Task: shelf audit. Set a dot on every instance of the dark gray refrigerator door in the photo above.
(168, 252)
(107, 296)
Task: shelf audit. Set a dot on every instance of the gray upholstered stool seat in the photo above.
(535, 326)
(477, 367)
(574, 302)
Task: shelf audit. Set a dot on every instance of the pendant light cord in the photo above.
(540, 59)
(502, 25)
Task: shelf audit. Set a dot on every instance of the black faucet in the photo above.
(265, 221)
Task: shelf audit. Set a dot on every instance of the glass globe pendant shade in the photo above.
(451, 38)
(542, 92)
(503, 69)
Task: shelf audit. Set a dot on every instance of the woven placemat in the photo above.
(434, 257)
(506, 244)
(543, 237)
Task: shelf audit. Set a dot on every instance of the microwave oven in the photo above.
+ + + + + + +
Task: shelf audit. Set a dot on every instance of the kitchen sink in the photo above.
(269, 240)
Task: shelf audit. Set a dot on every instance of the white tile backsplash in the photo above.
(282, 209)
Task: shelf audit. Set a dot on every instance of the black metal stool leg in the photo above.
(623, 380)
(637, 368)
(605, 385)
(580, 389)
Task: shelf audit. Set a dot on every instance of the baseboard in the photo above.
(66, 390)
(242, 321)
+ + + + + + +
### [WORK TO BE COMPLETED]
Copy out every line of the records above that contains the word "gray". Case counts.

### [SOLUTION]
Task: shelf audit. Set a dot on every instance of the dark gray refrigerator door in the photo above.
Task: shelf audit. Set a dot on every instance of the gray upholstered stool seat in the photo above.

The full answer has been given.